INFORMATION:

______

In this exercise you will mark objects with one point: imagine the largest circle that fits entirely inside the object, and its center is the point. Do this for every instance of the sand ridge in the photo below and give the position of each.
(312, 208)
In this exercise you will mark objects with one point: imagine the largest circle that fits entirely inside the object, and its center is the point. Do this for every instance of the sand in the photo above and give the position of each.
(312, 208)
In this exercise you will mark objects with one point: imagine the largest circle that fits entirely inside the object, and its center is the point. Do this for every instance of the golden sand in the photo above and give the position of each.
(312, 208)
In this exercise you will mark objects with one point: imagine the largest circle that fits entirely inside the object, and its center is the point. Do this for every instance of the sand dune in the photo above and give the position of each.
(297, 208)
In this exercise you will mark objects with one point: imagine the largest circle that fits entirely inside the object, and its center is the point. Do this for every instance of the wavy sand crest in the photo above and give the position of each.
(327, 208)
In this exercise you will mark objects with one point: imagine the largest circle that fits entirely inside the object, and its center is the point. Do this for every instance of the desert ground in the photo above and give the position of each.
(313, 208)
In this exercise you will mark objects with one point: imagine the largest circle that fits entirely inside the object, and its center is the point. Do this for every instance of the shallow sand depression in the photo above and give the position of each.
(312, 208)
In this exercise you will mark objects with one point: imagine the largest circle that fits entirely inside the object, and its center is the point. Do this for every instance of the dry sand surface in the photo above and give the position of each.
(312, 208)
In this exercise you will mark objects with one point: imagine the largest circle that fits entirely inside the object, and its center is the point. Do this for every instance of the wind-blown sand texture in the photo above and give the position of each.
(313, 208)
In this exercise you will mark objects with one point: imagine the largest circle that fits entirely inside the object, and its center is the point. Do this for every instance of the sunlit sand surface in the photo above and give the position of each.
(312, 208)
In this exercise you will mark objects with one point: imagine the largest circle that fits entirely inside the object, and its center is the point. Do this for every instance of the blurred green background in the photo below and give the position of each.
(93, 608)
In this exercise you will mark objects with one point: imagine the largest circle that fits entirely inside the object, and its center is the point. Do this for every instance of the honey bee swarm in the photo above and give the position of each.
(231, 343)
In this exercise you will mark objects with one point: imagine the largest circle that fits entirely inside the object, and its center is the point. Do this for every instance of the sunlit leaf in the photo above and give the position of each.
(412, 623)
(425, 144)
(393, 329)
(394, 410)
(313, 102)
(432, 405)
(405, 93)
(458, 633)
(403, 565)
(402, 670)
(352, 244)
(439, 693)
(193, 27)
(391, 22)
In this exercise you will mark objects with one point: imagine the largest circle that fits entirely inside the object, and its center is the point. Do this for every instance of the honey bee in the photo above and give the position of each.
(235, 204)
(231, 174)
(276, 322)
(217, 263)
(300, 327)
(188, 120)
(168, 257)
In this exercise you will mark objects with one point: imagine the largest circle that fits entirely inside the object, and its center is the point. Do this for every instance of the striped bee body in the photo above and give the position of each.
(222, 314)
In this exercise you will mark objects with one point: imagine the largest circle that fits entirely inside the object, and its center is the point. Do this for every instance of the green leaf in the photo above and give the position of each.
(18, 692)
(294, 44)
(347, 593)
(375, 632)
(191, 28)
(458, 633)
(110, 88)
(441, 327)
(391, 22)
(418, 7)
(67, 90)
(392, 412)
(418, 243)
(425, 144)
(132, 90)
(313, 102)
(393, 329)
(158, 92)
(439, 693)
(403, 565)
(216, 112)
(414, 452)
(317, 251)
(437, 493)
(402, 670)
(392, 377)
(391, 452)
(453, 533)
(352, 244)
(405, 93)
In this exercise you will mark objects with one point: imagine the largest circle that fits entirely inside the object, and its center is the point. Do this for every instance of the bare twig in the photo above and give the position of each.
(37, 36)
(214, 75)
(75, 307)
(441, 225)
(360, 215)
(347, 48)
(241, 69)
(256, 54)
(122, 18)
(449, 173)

______

PROBLEM DESCRIPTION:
Print all the data above word for word.

FINAL ANSWER:
In this exercise you will mark objects with one point: imagine the largest circle that fits entirely inside the object, and its center is the point. Do this for every instance of the sand ridge in the photo below and give the position of each.
(312, 208)
In this exercise you will mark objects with one point: imagine the largest circle that fits entirely inside the object, and its center is the point. Do this for every instance of the sand in the photo above and give the position of each.
(312, 208)
In this exercise you will mark objects with one point: imagine the largest circle that fits entirely inside the object, and its center is the point. Do this for every instance of the golden sand in the photo above and give the position of each.
(312, 208)
In this exercise you will mark objects with one point: imagine the largest circle that fits entirely inside the object, and its center is the point. Do this for every instance of the sand dune in the photo above and give the position of each.
(297, 208)
In this exercise you will mark objects with one point: imagine the largest circle that fits entirely inside the object, and its center is the point. Do this for every instance of the wavy sand crest in the photo above and give the position of each.
(327, 208)
In this exercise you will mark objects with one point: imagine the largest circle that fits entirely inside the object, and its center is the point. Do this for every instance of the desert ground in the photo above and give the position of each.
(313, 208)
In this exercise you will mark objects with one point: imagine the largest circle that fits entirely inside the object, and its center is the point. Do this for every instance of the shallow sand depression in the photo above and give the position of each.
(312, 208)
In this exercise you will mark objects with one point: imagine the largest circle that fits entirely inside the object, and its center is the point. Do this for every instance of the dry sand surface in the photo above and give the position of each.
(312, 208)
In this exercise you will mark objects with one point: imagine the largest circle that fits entirely inside the object, and its center is the point. Do this for every instance of the wind-blown sand texture in the photo above and give the position of each.
(313, 208)
In this exercise you will mark objects with one point: imagine the largest circle that fits entirely inside the object, and its center is the point. Do this for every instance of the sunlit sand surface in the photo above and give the position of each.
(312, 208)
In this exercise you will mark objects with one point: imagine the largest circle that fits entirely inside the object, and its center is the point. Do this for every instance of the blurred green background in the photo below and give the position of each.
(93, 608)
In this exercise you will mark objects with one point: imagine the largest circle that fits entirely inside the object, and its center is the point. Do this for every instance of the honey bee swarm in the photo above and give the position of each.
(231, 343)
In this exercise you will mark objects with one point: imagine the largest circle that fits entirely inside the object, and its center is the point. Do this for every instance of the sunlit leaf in the photo above and give the position of each.
(412, 623)
(425, 144)
(393, 329)
(394, 410)
(313, 102)
(432, 405)
(405, 93)
(458, 633)
(403, 565)
(402, 670)
(352, 244)
(439, 693)
(193, 27)
(391, 22)
In this exercise you will mark objects with one point: imagine the largest circle that fits entirely inside the object, and its center is the point. Do this for every instance of the honey bee in the photo above and give the position of each.
(235, 204)
(231, 174)
(276, 322)
(217, 263)
(300, 327)
(188, 120)
(168, 257)
In this exercise you will mark objects with one point: imagine the largest circle that fits entirely inside the object, and its center is the point. Do this for every instance of the striped bee body in the photo above and give the position of each.
(222, 314)
In this exercise you will mark objects with one point: imagine the largest circle that fits entirely inside the object, and its center is the point. Do this for every instance of the green leaf in the photo above and give the position of each.
(18, 692)
(294, 44)
(347, 593)
(375, 632)
(191, 28)
(458, 633)
(110, 88)
(441, 327)
(391, 22)
(418, 7)
(67, 90)
(392, 412)
(418, 243)
(425, 144)
(132, 90)
(313, 102)
(393, 329)
(158, 92)
(439, 693)
(403, 565)
(216, 112)
(414, 452)
(317, 251)
(437, 493)
(402, 670)
(392, 377)
(391, 452)
(453, 533)
(352, 244)
(405, 93)
In this exercise you will mark objects with one point: imagine the largest circle that fits entirely inside the object, and its center is the point. Do this for every instance of the bare twig in the photo above and give the position of each.
(37, 36)
(214, 75)
(75, 307)
(441, 225)
(360, 215)
(347, 48)
(241, 69)
(256, 54)
(122, 18)
(449, 173)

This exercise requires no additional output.